### Required work
Set out as a JSON list of strings, one string per line with blank lines omitted, the lines running from the one containing "the wooden stair" through the end of the records below, both ends included.

[Point annotation records]
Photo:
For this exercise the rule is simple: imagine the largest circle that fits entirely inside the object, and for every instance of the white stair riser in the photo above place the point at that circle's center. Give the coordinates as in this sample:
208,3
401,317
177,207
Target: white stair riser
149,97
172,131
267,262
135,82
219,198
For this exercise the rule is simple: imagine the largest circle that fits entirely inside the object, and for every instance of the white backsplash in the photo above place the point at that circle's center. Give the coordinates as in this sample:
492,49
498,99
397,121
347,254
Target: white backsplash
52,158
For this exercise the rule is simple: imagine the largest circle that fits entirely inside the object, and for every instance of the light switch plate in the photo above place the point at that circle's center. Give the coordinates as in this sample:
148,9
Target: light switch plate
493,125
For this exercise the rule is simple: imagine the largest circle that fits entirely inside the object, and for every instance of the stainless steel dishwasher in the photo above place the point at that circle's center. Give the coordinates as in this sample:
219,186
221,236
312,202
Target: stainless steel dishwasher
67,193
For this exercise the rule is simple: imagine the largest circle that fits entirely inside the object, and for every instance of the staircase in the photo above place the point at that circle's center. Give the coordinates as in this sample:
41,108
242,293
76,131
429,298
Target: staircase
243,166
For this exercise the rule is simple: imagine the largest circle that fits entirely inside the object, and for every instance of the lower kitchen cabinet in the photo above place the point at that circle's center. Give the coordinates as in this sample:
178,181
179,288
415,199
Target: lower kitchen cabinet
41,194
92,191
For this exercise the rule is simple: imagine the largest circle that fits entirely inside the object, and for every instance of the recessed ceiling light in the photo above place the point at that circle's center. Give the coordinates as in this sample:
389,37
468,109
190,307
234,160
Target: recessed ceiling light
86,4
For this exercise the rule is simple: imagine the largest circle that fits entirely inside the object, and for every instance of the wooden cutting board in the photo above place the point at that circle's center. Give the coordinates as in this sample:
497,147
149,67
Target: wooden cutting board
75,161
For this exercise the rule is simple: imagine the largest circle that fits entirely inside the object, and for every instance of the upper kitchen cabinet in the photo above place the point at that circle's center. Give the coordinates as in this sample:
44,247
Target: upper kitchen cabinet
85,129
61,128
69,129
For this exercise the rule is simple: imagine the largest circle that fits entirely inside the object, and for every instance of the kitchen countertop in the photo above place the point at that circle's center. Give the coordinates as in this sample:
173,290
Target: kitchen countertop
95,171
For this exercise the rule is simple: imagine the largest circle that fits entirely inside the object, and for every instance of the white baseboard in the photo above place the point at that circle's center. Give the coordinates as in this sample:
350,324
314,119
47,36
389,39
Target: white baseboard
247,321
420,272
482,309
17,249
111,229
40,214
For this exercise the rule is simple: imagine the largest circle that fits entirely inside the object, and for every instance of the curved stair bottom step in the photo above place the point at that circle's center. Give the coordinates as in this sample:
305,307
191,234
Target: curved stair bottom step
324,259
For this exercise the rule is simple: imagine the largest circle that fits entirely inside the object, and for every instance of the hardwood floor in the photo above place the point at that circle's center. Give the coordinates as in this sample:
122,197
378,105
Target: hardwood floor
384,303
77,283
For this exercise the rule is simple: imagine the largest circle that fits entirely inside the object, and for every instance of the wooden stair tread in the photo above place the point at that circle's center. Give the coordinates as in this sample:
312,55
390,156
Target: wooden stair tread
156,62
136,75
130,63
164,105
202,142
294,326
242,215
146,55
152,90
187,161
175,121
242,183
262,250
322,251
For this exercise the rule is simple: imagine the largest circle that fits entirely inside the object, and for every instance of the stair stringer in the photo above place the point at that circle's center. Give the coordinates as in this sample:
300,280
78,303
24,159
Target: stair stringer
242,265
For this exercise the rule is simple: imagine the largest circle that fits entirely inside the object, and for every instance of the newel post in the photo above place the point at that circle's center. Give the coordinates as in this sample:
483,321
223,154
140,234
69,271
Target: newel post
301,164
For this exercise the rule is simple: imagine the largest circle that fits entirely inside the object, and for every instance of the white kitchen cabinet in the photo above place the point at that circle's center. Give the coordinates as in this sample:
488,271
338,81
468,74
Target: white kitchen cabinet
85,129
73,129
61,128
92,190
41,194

### Response for this exercise
[
  "For this exercise the rule is simple: imagine the largest circle that fits entirely inside the object, and for every instance of the wooden stair tread in the photo above place the point at that circle's center. Give the coordinates as in this sample:",
  "312,55",
  "390,156",
  "Target: wooden stair tread",
  "156,62",
  "136,75",
  "130,63",
  "164,105",
  "202,142",
  "294,326",
  "242,215",
  "146,55",
  "152,90",
  "187,161",
  "175,121",
  "242,183",
  "262,250",
  "322,251",
  "For this exercise the rule is simple: imagine the largest circle that fits entirely inside the object, and for every instance of the stair stringer in the photo above place the point at that circle's center. Give the coordinates as in this sample:",
  "300,280",
  "78,303",
  "24,159",
  "Target: stair stringer",
  "242,265",
  "For this exercise the rule is simple: imagine the largest circle that fits entirely inside the object, and for every instance of the newel post in the photo above place the point at that circle's center. Give the coordinates as in this sample:",
  "483,321",
  "223,154",
  "140,234",
  "69,271",
  "Target: newel post",
  "301,164",
  "For this exercise the rule is simple: imagine the largest circle that fits entirely inside the object, and for every instance of the white kitchen cabinet in the photo above place the point at that circle's center. Give the coordinates as in this sample:",
  "488,271",
  "338,81",
  "468,74",
  "Target: white kitchen cabinet",
  "85,129",
  "73,129",
  "61,128",
  "92,190",
  "41,194"
]